[BRIEF]
Please repeat all of the lines that follow, exactly as written.

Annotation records
--- Start ---
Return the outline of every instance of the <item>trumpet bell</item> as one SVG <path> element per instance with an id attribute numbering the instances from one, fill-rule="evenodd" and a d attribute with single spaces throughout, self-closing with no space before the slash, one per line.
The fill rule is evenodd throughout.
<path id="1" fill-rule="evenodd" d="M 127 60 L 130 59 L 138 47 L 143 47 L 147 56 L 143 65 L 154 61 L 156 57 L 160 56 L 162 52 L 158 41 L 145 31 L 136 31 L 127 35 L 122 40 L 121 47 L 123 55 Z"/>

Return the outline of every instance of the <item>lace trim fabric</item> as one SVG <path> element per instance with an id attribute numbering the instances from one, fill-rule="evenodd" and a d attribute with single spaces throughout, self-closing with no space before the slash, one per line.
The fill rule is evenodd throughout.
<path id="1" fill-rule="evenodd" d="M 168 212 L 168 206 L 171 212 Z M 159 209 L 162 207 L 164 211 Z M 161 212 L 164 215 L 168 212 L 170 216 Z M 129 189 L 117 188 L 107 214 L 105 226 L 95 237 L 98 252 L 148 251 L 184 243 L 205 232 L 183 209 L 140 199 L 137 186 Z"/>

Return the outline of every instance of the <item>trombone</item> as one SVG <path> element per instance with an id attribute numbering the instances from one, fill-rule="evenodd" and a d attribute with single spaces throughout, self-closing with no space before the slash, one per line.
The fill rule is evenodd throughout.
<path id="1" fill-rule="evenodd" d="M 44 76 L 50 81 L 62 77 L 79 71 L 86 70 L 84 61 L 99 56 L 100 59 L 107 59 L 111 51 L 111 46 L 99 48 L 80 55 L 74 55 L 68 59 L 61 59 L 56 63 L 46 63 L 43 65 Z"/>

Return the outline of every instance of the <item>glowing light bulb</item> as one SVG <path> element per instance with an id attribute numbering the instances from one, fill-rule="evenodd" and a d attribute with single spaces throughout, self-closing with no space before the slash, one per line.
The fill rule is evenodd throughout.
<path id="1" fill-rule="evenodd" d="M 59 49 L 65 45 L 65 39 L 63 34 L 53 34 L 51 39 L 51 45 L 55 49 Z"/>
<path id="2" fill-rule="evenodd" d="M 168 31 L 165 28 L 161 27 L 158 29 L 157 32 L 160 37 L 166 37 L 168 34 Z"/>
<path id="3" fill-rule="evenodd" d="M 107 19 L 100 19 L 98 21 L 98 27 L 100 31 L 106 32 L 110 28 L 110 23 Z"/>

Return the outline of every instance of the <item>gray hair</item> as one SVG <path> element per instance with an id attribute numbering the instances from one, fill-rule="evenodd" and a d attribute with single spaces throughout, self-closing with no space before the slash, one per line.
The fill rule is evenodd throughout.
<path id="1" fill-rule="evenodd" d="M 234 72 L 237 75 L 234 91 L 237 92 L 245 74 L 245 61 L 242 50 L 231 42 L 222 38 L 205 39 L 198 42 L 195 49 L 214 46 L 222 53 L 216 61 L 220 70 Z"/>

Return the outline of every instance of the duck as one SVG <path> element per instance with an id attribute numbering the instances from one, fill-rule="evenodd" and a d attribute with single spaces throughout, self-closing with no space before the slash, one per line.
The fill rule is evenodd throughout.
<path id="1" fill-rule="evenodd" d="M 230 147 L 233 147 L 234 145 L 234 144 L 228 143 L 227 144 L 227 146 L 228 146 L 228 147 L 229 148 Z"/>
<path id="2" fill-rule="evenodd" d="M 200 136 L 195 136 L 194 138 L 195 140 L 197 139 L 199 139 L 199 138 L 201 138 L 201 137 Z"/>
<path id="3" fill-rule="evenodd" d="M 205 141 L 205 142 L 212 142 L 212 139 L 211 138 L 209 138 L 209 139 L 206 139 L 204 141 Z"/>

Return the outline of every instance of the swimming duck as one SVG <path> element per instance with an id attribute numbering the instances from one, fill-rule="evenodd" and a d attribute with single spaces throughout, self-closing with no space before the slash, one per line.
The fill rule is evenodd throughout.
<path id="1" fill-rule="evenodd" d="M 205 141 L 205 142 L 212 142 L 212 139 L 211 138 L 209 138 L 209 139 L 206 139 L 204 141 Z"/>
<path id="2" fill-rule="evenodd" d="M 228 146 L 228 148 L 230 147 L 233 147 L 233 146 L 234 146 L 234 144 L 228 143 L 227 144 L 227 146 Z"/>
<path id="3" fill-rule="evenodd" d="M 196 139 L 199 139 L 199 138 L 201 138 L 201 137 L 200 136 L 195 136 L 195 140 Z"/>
--- End ---
[REPLY]
Return the outline of every instance of the <item>trumpet bell</item> as one SVG <path> element per instance with an id attribute numbering the instances from one, fill-rule="evenodd" and a d attribute with single spaces throughout, self-closing with no space before the slash, one per line.
The fill rule is evenodd throughout.
<path id="1" fill-rule="evenodd" d="M 127 60 L 130 59 L 138 47 L 143 47 L 147 56 L 143 65 L 154 61 L 156 57 L 160 56 L 162 52 L 158 41 L 145 31 L 136 31 L 127 35 L 122 40 L 121 47 L 123 55 Z"/>

Return the outline of every instance of the <item>lace trim fabric</item> as one SVG <path> element per instance with an id attribute numbering the instances from one, fill-rule="evenodd" and a d attribute with single spaces throughout, self-closing with no space before the slash, one per line.
The fill rule is evenodd throughout.
<path id="1" fill-rule="evenodd" d="M 168 212 L 168 206 L 171 212 Z M 159 209 L 162 207 L 164 211 Z M 161 212 L 164 215 L 168 212 L 170 216 Z M 129 189 L 117 188 L 107 214 L 105 226 L 95 237 L 98 252 L 148 251 L 184 243 L 205 232 L 183 209 L 140 199 L 137 186 Z"/>

Return the outline of every instance of the <item>trombone</item> as one SVG <path> element per instance with an id attribute numbering the instances from one, fill-rule="evenodd" and a d attribute with single spaces throughout, self-closing with no space before the slash, one per line.
The fill rule is evenodd throughout.
<path id="1" fill-rule="evenodd" d="M 44 76 L 50 81 L 62 77 L 79 71 L 86 70 L 84 61 L 99 56 L 100 59 L 107 59 L 111 51 L 111 46 L 99 48 L 80 55 L 74 55 L 68 59 L 61 59 L 56 63 L 46 63 L 43 65 Z"/>

Return the outline of every instance of the <item>glowing light bulb</item> as one SVG <path> element per instance with an id attribute numbering the instances from one, fill-rule="evenodd" and a d attribute with single spaces throughout, self-closing with no space before the slash, one per line.
The fill rule is evenodd throughout.
<path id="1" fill-rule="evenodd" d="M 59 49 L 65 45 L 65 39 L 63 34 L 53 34 L 51 39 L 51 45 L 55 49 Z"/>
<path id="2" fill-rule="evenodd" d="M 168 31 L 165 28 L 161 27 L 158 29 L 157 32 L 160 37 L 166 37 L 168 34 Z"/>
<path id="3" fill-rule="evenodd" d="M 107 19 L 100 19 L 98 21 L 98 27 L 100 31 L 106 32 L 110 28 L 110 23 Z"/>

Return the outline of every instance of the <item>gray hair</item> as one SVG <path> element per instance with an id attribute numbering the instances from one, fill-rule="evenodd" and a d attribute with single spaces throughout, self-closing with no space before the slash, one per line.
The fill rule is evenodd throughout.
<path id="1" fill-rule="evenodd" d="M 234 72 L 237 75 L 234 91 L 237 92 L 245 74 L 245 61 L 242 50 L 231 42 L 222 38 L 205 39 L 198 42 L 195 49 L 214 46 L 222 53 L 216 61 L 220 70 Z"/>

Return the outline of every instance of the duck as one SVG <path> element per instance with an id attribute numbering the instances from one, fill-rule="evenodd" and a d attribute with single spaces throughout, self-closing with no space before the slash, one per line.
The fill rule is evenodd throughout.
<path id="1" fill-rule="evenodd" d="M 230 147 L 233 147 L 234 145 L 234 144 L 228 143 L 227 144 L 227 146 L 228 146 L 228 147 L 229 148 Z"/>
<path id="2" fill-rule="evenodd" d="M 200 136 L 195 136 L 194 138 L 195 140 L 197 139 L 199 139 L 199 138 L 201 138 L 201 137 Z"/>
<path id="3" fill-rule="evenodd" d="M 205 141 L 205 142 L 212 142 L 212 139 L 211 138 L 209 138 L 209 139 L 206 139 L 204 141 Z"/>

Return the outline of every instance of the swimming duck as one SVG <path> element per instance with an id attribute numbering the instances from one, fill-rule="evenodd" and a d attribute with single spaces throughout, self-closing with no space before the slash, one per line.
The fill rule is evenodd throughout.
<path id="1" fill-rule="evenodd" d="M 205 141 L 205 142 L 212 142 L 212 139 L 211 138 L 209 138 L 209 139 L 206 139 L 204 141 Z"/>
<path id="2" fill-rule="evenodd" d="M 228 146 L 228 148 L 230 147 L 233 147 L 233 146 L 234 146 L 234 144 L 228 143 L 227 144 L 227 146 Z"/>
<path id="3" fill-rule="evenodd" d="M 196 139 L 199 139 L 199 138 L 201 138 L 201 137 L 200 136 L 195 136 L 195 140 Z"/>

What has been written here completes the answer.